- [What you need to do]:
Pick out each line of the material below that contains the word "purple", and copy those lines.

Records excerpted from a collection:
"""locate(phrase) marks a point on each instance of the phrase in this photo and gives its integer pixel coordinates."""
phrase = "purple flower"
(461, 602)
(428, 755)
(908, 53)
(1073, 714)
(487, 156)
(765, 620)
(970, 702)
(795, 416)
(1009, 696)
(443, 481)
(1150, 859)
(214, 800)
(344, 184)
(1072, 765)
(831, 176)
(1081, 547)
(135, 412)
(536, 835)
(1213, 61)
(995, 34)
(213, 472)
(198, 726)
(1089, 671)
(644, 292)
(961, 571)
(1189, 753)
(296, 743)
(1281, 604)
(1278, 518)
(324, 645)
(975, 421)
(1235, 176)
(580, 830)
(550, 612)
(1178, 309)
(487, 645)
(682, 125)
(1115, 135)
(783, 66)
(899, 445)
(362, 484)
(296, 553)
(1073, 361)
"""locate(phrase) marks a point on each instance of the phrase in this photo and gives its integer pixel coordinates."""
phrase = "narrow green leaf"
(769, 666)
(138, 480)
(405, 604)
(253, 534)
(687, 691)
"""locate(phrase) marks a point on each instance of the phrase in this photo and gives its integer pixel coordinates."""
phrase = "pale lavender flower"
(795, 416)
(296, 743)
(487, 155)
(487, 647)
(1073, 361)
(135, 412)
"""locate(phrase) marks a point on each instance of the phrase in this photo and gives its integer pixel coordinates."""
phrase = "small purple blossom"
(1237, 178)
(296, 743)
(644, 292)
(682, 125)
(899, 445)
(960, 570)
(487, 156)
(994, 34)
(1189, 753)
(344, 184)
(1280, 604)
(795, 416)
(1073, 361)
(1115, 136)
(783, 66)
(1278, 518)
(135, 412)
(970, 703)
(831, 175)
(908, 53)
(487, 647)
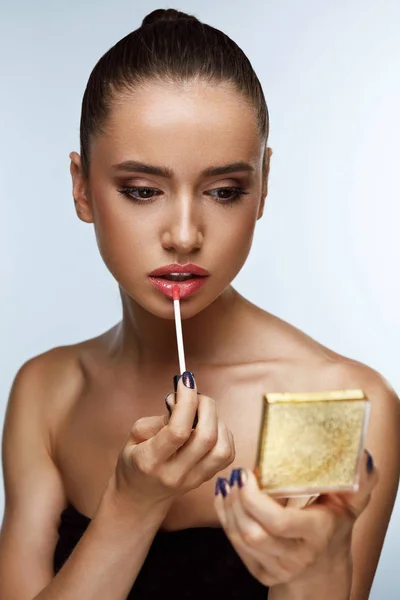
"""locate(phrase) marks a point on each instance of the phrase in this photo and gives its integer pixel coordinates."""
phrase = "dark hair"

- [Solution below]:
phrase = "purple flower"
phrase = "small purple blossom"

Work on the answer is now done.